DOCUMENT EXCERPT:

My network code is as follows:

    class LSTMTaggerWithChar(nn.Module):
        def __init__(self, embedding_dim, hidden_dim, embedding_dim_char, hidden_dim_char, vocab_size, vocab_size_char, target_size):
            super(LSTMTaggerWithChar, self).__init__()
            self.hidden_dim = hidden_dim
            self.hidden_dim_char = hidden_dim_char
            
            self.embedding_char = nn.Embedding(vocab_size_char, embedding_dim_char)
            self.lstm_char = nn.LSTM(embedding_dim_char, hidden_dim_char)
            
            self.embedding = nn.Embedding(vocab_size, embedding_dim)
            self.lstm = nn.LSTM(embedding_dim, hidden_dim)
            self.hidden2tag = nn.Linear(hidden_dim, target_size)
            
            self.hidden = self.init_hidden()
            self.hidden_char = self.init_hidden_char()
            
        def init_hidden(self):
            return (autograd.Variable(torch.zeros(1, 1, self.hidden_dim)), autograd.Variable(torch.zeros(1, 1, self.hidden_dim)))

PROVIDED ENTRIES:
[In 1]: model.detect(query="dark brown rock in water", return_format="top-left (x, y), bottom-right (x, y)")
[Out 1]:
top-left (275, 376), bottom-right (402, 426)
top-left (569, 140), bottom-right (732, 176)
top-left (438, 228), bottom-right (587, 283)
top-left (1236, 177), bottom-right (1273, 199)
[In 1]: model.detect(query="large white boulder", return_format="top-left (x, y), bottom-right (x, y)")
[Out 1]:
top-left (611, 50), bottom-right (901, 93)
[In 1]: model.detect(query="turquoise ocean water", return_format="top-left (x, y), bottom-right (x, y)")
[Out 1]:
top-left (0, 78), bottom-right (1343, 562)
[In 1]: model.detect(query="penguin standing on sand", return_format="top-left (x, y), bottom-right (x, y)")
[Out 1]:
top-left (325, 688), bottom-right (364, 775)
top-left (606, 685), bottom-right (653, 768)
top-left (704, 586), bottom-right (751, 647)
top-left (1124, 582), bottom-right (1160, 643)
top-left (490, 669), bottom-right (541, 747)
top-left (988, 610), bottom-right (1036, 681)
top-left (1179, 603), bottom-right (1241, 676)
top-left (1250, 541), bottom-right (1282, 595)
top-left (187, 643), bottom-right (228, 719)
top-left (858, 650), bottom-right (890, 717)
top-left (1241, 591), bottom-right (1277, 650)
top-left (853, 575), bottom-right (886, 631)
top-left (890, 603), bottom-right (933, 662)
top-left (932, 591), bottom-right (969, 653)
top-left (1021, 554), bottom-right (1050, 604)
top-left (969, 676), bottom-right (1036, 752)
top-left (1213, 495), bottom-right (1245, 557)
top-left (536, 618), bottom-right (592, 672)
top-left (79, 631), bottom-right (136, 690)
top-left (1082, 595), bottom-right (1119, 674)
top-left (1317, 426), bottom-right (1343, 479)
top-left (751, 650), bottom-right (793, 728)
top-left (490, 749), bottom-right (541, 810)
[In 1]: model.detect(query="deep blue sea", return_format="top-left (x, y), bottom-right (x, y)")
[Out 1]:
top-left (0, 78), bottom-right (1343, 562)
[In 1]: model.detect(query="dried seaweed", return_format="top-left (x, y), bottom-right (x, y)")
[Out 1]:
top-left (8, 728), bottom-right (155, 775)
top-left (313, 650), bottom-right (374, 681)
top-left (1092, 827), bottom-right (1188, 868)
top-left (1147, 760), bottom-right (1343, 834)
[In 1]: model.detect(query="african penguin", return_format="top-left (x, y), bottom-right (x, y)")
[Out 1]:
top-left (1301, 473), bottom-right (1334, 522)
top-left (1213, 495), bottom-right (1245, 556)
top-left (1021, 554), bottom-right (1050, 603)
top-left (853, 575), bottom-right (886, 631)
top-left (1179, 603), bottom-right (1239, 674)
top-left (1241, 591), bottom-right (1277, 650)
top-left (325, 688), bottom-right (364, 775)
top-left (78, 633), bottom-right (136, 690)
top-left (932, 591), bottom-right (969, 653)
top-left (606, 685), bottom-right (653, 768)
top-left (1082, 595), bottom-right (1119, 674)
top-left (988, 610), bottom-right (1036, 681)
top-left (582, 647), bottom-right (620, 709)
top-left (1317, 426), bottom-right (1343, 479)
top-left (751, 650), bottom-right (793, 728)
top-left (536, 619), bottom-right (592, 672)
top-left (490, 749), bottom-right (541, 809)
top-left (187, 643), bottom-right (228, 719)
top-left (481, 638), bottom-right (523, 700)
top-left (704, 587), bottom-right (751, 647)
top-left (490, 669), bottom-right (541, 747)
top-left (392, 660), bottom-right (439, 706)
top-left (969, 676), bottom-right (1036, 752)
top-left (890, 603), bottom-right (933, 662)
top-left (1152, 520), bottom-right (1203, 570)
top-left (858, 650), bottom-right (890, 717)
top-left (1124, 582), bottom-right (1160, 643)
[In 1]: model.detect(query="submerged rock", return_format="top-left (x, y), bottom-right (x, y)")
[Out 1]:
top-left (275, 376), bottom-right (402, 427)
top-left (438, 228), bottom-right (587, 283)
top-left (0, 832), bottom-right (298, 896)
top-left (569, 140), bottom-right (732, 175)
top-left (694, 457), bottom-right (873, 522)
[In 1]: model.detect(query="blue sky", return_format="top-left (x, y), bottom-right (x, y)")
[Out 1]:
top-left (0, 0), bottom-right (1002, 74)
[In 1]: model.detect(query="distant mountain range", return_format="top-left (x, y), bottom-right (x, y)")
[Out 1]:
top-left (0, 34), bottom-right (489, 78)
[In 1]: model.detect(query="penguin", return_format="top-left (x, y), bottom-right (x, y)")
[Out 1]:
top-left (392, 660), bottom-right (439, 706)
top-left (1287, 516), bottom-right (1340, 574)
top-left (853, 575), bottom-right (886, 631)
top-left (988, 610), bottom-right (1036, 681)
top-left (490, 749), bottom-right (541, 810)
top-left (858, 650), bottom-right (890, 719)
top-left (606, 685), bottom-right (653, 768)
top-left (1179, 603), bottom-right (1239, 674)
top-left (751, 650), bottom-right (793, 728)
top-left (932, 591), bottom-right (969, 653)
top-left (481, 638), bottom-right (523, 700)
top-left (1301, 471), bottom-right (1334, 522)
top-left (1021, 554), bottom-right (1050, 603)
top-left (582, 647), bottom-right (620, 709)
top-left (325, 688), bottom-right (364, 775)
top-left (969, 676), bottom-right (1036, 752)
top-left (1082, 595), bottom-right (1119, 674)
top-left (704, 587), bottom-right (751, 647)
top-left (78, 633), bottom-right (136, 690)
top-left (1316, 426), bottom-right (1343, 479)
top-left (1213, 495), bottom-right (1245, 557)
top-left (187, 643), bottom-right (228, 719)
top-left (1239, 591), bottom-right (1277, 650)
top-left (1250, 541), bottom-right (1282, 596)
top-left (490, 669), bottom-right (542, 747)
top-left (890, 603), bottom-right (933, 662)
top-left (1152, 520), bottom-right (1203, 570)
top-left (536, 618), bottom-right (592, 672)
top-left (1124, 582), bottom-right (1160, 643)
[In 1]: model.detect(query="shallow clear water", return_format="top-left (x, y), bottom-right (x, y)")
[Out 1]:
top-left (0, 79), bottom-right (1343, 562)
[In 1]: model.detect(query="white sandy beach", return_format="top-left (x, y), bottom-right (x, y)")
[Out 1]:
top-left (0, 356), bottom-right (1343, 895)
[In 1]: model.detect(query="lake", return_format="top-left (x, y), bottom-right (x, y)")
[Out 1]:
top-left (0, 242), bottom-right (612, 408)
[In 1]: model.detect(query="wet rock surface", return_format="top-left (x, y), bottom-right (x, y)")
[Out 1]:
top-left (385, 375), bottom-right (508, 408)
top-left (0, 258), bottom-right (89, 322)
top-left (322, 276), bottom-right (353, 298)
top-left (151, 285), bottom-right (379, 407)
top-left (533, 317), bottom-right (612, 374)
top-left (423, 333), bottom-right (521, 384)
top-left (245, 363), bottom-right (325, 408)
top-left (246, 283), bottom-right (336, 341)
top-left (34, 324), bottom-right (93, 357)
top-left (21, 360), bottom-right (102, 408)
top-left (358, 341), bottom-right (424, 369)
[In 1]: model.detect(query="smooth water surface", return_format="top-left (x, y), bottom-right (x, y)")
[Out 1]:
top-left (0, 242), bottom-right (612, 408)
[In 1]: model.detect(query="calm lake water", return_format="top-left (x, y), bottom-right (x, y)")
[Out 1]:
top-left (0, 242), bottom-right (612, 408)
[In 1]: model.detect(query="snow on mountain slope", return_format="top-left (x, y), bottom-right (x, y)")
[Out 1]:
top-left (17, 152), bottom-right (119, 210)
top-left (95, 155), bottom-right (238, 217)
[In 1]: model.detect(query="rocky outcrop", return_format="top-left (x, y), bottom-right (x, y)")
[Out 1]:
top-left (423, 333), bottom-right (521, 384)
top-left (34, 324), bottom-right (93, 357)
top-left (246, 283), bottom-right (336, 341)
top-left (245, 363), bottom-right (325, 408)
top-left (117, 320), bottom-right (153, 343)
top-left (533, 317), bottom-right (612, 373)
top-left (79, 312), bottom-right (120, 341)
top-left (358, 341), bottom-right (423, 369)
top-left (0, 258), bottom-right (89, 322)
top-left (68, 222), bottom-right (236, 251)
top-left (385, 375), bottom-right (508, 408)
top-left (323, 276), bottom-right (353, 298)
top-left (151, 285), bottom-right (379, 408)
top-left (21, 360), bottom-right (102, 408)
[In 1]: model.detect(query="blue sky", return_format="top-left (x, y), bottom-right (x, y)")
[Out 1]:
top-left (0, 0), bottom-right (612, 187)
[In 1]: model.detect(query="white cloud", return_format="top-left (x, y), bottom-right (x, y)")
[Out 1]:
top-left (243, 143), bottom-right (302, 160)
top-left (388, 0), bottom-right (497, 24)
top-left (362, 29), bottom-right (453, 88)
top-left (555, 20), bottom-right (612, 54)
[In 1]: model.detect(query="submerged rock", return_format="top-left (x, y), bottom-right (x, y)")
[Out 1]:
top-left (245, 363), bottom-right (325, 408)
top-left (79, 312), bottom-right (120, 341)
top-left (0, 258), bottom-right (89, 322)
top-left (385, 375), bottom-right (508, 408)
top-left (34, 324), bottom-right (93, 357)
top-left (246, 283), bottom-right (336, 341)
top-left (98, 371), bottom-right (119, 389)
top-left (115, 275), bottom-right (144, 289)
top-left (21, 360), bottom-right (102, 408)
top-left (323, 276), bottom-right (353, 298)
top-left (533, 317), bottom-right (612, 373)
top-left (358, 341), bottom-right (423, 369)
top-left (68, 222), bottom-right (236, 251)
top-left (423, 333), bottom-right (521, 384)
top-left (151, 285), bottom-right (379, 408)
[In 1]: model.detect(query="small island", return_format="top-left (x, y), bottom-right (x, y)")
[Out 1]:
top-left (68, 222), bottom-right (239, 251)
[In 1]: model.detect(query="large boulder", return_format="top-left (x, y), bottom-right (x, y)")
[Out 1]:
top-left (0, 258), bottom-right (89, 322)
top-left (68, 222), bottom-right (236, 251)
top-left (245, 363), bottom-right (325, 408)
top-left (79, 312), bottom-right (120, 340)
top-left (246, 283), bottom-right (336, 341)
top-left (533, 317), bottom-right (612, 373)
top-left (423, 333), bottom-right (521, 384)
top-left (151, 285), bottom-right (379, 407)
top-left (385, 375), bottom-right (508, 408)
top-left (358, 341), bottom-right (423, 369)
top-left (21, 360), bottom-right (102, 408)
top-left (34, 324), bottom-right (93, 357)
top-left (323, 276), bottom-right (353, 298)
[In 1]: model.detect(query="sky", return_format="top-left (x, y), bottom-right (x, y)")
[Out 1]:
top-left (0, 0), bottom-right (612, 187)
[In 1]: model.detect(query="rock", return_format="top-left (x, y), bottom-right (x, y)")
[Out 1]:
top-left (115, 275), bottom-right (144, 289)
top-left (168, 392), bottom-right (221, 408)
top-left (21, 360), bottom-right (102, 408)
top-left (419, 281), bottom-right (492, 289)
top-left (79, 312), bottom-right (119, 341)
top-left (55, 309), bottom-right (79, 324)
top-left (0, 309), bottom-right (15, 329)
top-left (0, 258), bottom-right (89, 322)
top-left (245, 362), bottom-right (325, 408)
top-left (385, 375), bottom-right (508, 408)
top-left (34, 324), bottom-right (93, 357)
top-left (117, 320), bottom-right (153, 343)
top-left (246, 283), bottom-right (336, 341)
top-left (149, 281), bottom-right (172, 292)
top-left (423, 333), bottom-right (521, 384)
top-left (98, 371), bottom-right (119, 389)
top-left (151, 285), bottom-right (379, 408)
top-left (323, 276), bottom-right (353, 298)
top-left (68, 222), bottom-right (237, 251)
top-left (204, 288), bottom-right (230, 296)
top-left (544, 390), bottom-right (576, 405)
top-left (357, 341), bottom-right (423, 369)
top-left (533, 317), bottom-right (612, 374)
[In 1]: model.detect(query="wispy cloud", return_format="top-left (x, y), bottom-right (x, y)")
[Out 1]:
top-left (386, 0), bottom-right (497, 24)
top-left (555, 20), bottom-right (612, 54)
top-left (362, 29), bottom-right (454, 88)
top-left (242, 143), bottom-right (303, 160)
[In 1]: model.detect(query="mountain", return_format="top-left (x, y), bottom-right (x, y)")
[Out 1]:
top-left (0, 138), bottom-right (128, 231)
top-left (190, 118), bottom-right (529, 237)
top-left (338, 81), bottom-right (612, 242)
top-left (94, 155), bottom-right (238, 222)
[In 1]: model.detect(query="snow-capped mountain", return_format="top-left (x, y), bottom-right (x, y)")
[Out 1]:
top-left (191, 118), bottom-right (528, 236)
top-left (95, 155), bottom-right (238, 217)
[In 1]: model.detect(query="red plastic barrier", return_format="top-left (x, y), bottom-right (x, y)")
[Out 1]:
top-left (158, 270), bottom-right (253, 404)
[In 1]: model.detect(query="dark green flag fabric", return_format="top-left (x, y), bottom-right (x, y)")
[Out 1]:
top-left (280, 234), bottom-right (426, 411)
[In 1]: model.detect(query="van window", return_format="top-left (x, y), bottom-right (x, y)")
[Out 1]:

CHALLENGE A: From the LSTM tagger code, print the passage that begins at the words "self.embedding = nn.Embedding(vocab_size, embedding_dim)" and ends after the words "autograd.Variable(torch.zeros(1, 1, self.hidden_dim)))".
CHALLENGE B: In the entries, swap "dried seaweed" for "dry kelp" and write out again only the lines from the first one through the line that contains "top-left (1147, 760), bottom-right", leaving everything else unchanged.

CORRECT ANSWER A:
self.embedding = nn.Embedding(vocab_size, embedding_dim)
            self.lstm = nn.LSTM(embedding_dim, hidden_dim)
            self.hidden2tag = nn.Linear(hidden_dim, target_size)
            
            self.hidden = self.init_hidden()
            self.hidden_char = self.init_hidden_char()
            
        def init_hidden(self):
            return (autograd.Variable(torch.zeros(1, 1, self.hidden_dim)), autograd.Variable(torch.zeros(1, 1, self.hidden_dim)))

CORRECT ANSWER B:
[In 1]: model.detect(query="dark brown rock in water", return_format="top-left (x, y), bottom-right (x, y)")
[Out 1]:
top-left (275, 376), bottom-right (402, 426)
top-left (569, 140), bottom-right (732, 176)
top-left (438, 228), bottom-right (587, 283)
top-left (1236, 177), bottom-right (1273, 199)
[In 1]: model.detect(query="large white boulder", return_format="top-left (x, y), bottom-right (x, y)")
[Out 1]:
top-left (611, 50), bottom-right (901, 93)
[In 1]: model.detect(query="turquoise ocean water", return_format="top-left (x, y), bottom-right (x, y)")
[Out 1]:
top-left (0, 78), bottom-right (1343, 562)
[In 1]: model.detect(query="penguin standing on sand", return_format="top-left (x, y), bottom-right (x, y)")
[Out 1]:
top-left (325, 688), bottom-right (364, 775)
top-left (606, 685), bottom-right (653, 768)
top-left (704, 586), bottom-right (751, 647)
top-left (1124, 582), bottom-right (1160, 643)
top-left (490, 669), bottom-right (541, 747)
top-left (988, 610), bottom-right (1036, 681)
top-left (1179, 603), bottom-right (1241, 676)
top-left (1250, 541), bottom-right (1282, 595)
top-left (187, 643), bottom-right (228, 719)
top-left (858, 650), bottom-right (890, 717)
top-left (1241, 591), bottom-right (1277, 650)
top-left (853, 575), bottom-right (886, 631)
top-left (890, 603), bottom-right (933, 662)
top-left (932, 591), bottom-right (969, 653)
top-left (1021, 554), bottom-right (1050, 604)
top-left (969, 676), bottom-right (1036, 752)
top-left (1213, 495), bottom-right (1245, 557)
top-left (536, 618), bottom-right (592, 672)
top-left (79, 631), bottom-right (136, 690)
top-left (1082, 595), bottom-right (1119, 674)
top-left (1317, 426), bottom-right (1343, 479)
top-left (751, 650), bottom-right (793, 728)
top-left (490, 749), bottom-right (541, 810)
[In 1]: model.detect(query="deep blue sea", return_format="top-left (x, y), bottom-right (x, y)")
[Out 1]:
top-left (0, 78), bottom-right (1343, 562)
[In 1]: model.detect(query="dry kelp", return_format="top-left (x, y), bottom-right (x, y)")
[Out 1]:
top-left (8, 728), bottom-right (155, 775)
top-left (313, 650), bottom-right (374, 681)
top-left (1092, 827), bottom-right (1188, 868)
top-left (1147, 760), bottom-right (1343, 834)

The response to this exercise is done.